··· Records for processing

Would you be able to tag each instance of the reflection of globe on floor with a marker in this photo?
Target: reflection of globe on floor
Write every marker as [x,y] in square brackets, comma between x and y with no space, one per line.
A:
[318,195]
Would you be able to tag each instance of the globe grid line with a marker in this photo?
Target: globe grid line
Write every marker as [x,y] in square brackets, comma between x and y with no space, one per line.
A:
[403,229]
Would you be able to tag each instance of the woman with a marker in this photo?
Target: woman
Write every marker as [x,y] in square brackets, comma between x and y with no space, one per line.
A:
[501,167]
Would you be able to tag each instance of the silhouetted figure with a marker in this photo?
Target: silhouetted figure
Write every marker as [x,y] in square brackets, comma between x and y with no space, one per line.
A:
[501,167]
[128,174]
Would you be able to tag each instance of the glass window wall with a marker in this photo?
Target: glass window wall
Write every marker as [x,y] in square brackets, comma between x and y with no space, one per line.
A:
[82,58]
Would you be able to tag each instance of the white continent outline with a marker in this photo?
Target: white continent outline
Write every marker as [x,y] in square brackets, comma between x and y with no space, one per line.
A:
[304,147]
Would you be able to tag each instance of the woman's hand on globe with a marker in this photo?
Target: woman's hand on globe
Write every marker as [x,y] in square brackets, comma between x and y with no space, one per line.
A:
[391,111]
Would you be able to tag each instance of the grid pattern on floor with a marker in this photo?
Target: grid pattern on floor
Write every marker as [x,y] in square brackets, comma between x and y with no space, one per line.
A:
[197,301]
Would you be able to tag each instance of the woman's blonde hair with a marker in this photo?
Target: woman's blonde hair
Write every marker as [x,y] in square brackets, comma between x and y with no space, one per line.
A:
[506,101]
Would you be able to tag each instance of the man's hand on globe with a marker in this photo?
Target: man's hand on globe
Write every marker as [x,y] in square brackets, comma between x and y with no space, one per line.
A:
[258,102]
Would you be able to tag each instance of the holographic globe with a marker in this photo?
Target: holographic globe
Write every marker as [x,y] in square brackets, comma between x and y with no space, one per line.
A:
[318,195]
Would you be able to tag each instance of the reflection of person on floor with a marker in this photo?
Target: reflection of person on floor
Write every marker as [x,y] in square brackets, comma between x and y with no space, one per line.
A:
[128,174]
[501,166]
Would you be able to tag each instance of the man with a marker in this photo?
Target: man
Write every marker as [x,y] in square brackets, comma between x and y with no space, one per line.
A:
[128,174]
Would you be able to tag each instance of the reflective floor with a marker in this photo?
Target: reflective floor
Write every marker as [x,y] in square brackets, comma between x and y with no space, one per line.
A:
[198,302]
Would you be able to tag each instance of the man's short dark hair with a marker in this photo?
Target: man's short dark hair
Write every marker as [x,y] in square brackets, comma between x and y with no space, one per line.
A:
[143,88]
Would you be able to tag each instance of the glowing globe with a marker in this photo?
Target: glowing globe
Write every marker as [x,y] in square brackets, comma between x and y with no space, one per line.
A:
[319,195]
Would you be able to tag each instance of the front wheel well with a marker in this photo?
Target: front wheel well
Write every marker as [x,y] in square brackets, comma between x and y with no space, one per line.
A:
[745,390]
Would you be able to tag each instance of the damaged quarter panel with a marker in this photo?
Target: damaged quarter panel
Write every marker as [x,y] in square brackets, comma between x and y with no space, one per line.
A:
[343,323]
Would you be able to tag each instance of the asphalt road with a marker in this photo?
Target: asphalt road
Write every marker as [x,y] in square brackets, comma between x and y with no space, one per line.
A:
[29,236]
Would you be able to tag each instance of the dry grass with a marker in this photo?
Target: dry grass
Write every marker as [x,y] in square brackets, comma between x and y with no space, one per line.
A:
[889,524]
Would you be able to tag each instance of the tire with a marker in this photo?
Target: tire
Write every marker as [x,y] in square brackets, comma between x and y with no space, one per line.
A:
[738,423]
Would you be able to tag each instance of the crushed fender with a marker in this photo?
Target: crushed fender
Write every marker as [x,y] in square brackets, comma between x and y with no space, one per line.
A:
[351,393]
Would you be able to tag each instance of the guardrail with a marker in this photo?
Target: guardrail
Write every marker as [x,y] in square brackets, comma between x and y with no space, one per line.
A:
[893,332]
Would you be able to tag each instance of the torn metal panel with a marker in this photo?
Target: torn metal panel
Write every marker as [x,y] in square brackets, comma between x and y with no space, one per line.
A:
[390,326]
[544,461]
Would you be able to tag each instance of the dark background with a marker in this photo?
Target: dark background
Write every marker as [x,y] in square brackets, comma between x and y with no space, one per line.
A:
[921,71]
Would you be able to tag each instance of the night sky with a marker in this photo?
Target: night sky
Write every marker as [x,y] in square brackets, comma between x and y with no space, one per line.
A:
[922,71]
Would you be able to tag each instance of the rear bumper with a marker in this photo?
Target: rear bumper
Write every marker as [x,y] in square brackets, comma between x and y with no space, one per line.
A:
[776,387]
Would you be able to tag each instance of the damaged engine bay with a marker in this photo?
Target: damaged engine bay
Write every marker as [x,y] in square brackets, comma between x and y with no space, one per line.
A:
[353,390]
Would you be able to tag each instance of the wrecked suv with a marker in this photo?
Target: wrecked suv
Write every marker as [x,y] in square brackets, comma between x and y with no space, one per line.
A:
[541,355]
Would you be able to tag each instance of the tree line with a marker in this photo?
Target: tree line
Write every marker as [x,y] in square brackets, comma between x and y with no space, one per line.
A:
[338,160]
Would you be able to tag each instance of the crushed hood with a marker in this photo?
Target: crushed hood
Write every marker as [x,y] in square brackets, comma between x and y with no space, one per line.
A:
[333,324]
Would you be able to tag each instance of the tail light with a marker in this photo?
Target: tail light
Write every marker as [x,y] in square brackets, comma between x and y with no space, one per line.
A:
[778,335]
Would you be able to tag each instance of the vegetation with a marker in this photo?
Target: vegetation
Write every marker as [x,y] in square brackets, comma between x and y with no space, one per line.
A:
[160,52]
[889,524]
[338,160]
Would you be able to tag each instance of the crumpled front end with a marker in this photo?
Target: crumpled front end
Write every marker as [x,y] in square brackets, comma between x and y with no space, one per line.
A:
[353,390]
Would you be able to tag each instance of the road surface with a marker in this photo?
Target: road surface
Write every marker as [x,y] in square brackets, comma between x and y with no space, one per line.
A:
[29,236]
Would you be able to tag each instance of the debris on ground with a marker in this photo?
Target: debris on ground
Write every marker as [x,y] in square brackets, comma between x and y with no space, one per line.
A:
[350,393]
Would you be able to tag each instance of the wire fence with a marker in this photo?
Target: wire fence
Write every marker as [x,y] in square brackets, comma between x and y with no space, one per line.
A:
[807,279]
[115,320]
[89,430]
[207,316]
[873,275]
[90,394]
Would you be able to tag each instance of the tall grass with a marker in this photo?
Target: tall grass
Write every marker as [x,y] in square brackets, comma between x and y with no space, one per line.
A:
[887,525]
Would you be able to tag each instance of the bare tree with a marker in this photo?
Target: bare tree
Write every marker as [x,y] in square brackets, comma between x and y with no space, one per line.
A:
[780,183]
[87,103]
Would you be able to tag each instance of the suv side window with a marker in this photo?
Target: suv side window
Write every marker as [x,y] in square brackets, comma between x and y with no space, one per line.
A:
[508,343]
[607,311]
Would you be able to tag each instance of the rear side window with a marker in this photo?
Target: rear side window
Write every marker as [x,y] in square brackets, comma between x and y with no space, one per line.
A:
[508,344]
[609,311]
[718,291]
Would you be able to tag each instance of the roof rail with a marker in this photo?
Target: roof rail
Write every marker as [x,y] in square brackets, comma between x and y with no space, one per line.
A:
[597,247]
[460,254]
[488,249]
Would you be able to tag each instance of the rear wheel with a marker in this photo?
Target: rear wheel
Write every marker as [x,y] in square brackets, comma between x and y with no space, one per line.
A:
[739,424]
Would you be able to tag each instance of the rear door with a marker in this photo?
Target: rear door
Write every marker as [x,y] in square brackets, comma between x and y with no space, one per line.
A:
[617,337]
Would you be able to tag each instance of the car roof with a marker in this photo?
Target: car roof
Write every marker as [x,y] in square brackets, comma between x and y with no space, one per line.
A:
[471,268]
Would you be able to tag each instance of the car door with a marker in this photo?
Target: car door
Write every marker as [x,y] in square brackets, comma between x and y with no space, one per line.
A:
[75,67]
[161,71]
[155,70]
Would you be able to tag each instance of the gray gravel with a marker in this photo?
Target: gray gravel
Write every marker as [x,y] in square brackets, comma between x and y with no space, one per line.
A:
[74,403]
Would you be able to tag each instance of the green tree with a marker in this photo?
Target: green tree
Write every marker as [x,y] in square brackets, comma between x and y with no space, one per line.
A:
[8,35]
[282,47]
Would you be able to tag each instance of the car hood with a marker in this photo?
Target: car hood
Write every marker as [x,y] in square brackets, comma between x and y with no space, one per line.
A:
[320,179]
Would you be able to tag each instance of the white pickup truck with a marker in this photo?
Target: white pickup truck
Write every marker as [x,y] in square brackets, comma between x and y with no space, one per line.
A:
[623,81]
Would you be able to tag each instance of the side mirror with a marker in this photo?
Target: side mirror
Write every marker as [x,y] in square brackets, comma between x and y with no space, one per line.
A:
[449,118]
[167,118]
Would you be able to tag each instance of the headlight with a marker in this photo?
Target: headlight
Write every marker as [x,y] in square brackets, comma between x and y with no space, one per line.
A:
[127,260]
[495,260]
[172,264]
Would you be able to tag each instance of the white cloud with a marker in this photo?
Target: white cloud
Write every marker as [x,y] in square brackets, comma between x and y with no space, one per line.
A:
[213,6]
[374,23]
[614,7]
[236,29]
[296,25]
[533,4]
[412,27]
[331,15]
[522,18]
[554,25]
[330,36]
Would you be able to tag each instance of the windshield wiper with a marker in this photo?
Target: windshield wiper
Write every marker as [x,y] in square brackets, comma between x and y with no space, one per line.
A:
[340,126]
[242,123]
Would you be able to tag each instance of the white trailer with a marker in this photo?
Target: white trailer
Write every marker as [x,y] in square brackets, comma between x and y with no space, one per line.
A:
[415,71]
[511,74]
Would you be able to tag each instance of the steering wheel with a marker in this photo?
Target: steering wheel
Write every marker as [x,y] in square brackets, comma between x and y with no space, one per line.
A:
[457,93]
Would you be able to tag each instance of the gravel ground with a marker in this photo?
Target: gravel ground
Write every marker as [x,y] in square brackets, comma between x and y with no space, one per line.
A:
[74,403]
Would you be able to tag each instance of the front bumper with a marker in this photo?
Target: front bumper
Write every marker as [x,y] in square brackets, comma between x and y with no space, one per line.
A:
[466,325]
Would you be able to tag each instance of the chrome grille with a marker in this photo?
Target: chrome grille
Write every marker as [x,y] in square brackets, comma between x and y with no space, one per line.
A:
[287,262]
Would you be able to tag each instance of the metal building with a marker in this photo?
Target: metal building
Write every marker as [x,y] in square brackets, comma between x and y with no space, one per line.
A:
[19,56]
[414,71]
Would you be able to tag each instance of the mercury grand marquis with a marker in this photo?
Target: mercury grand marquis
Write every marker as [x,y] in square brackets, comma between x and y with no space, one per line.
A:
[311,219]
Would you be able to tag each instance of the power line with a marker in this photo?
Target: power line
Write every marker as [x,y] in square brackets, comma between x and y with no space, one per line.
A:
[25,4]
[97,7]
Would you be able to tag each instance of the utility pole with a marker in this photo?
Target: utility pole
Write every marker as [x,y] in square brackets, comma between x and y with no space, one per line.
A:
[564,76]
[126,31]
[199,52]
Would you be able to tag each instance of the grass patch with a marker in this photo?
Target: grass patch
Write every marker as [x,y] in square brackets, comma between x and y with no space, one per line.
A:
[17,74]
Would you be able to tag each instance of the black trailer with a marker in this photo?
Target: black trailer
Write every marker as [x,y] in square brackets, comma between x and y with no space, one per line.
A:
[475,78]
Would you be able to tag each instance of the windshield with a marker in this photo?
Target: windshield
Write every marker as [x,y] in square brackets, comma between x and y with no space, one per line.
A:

······

» **The exercise**: Using the material above, reproduce exactly the line that contains "Would you be able to tag each instance of the utility" and all lines after it through the last one, and only those.

» **Correct response**:
Would you be able to tag each instance of the utility pole with a marker in this photo?
Target: utility pole
Write every marker as [x,y] in square brackets, comma between x and y with no space, one per line.
A:
[564,76]
[126,31]
[199,52]
Would you be able to tag each instance of the grass patch with a marker in this photo?
Target: grass patch
Write every marker as [x,y] in square brackets, comma between x and y with no space, one per line.
A:
[17,74]
Would you be able to tag each instance of the black trailer with a marker in this photo?
Target: black trailer
Write every marker as [x,y] in square brackets, comma between x and y with no space, one per line.
A:
[475,78]
Would you be able to tag each instance of the windshield with a marker in this photo?
Target: windshield
Write every marker as [x,y] in square brackets, comma between x and y with no space, one per line.
A:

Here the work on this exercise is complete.